Stephanie Bauman: 15-year-old girl stripped, dies of exposure
15-year-old girl stripped, dies of exposure
Denver Post, The: Blogs (CO) - Sunday, September 26, 2010
Victim's name: Stephanie Bauman, 15
Location body found: County Road 173 near U.S. 36
Investigative agency: Arapahoe County Sheriff's Office
Date killed: Oct. 28, 1980
Cause of Death: Hypothermia
Suspect: None identified
The last hours of 15-year-old runaway Stephanie Ann Bauman's life were hellish.
Stephanie Bauman, courtesy Arapahoe County Sheriff's Office
Someone or a group of people apparently forced her to disrobe in sub-freezing temperatures on Oct. 28, 1980 near a windmill in rural Arapahoe County. She may have been beaten and sexually assaulted.
At some point, she ran barefoot and nude down a trail and on a dirt road for four miles in a desperate attempt to escape her tormentor.
There was evidence she was followed by a car filled with as many as five people who harassed her and prevented her from seeking help. Exhausted, she fell in a ditch and froze to death after wandering in circles.
"She must have been terrified," said her sister Cindy Bovell, 49, of Woodbridge, Va. "She probably felt there was no one there in the world for her. It breaks your heart."
Bauman lived a sad life, her father Robert Bauman, 73, of Missouri said.
"She had a hard life as a youngster," Bauman said.
When she was young, her parents were divorced and she alternated between living with her mother in St. Louis and her father in Littleton.
While in Colorado, Bauman did the best he could to provide for his three children, a boy and two daughters. He would take them to the grocery store or out camping. He built a play house for them in his back yard, Bovell said.
Although Stephanie did well in school, Bauman was worried that she was using drugs. She ran away from home a few times saying she was going to her mother's house.
Finally, Bauman said he placed her in a group home for troubled teen-agers.
Arapahoe County Sheriff's investigators say the group home had strict rules and Stephanie and a friend ran away.
For about two weeks Stephanie moved from home to home of friends.
Shortly before her body was found, she had tried to arrange to return home. She never made it.
Some people speculated that Stephanie had met a pimp and that he demanded something she wasn't willing to do, Bovell said.
Two witnesses would tell police that early in the morning on Oct. 28, they saw a late model silver Lincoln sedan with four women inside. The two in the front seat appeared to be dressed and acting like prostitutes, according to a Denver Post article written at the time. It was a conspicuous sight on dirt roads about 5 miles south of Byers at that hour in the morning, Bovell said.
Many hours later, one of the same witnesses saw the silver Lincoln, but this time there were only three women inside the car.
Early the next morning, a passing motorist on County Road 173 near U.S. 36 did a double take before stopping his car and confirming a gruesome sight, Arapahoe County authorities say.

> WRITTEN EXERCISE 1: Reproduce the article word for word, between "At some point, she" and "father in Littleton.", inclusive.

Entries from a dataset
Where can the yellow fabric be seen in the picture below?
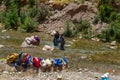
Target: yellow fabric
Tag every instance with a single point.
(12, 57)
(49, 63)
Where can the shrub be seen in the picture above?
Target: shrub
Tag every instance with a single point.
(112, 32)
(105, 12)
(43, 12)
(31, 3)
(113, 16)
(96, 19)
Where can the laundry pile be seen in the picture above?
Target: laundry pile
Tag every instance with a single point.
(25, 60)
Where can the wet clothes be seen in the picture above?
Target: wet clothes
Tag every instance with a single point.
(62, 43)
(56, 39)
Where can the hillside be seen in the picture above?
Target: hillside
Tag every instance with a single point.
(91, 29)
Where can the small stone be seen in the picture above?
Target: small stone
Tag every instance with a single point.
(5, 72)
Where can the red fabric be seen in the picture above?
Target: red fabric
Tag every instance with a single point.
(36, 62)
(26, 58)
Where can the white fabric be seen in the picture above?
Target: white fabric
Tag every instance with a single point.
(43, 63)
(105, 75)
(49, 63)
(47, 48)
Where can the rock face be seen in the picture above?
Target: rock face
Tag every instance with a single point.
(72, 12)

...

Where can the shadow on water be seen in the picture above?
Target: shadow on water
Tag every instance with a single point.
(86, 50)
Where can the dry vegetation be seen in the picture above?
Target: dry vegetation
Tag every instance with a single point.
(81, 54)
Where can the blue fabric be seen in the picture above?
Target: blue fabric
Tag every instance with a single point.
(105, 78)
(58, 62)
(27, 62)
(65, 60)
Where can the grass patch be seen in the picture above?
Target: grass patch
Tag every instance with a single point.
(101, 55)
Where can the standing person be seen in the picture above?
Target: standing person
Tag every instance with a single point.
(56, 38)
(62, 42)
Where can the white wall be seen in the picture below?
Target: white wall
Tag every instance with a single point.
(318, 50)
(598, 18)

--

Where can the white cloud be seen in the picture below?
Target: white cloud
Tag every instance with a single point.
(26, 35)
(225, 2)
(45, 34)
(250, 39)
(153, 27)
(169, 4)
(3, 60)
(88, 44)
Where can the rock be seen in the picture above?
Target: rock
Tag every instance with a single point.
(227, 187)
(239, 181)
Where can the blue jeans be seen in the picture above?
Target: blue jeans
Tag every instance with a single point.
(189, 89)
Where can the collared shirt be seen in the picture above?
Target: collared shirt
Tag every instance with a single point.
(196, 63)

> WRITTEN EXERCISE 2: Gather every line of the entries that contains the string "shrub", treating uppercase and lowercase as different.

> EXERCISE RESPONSE 1:
At some point, she ran barefoot and nude down a trail and on a dirt road for four miles in a desperate attempt to escape her tormentor.
There was evidence she was followed by a car filled with as many as five people who harassed her and prevented her from seeking help. Exhausted, she fell in a ditch and froze to death after wandering in circles.
"She must have been terrified," said her sister Cindy Bovell, 49, of Woodbridge, Va. "She probably felt there was no one there in the world for her. It breaks your heart."
Bauman lived a sad life, her father Robert Bauman, 73, of Missouri said.
"She had a hard life as a youngster," Bauman said.
When she was young, her parents were divorced and she alternated between living with her mother in St. Louis and her father in Littleton.

> EXERCISE RESPONSE 2:
Where can the shrub be seen in the picture above?
Target: shrub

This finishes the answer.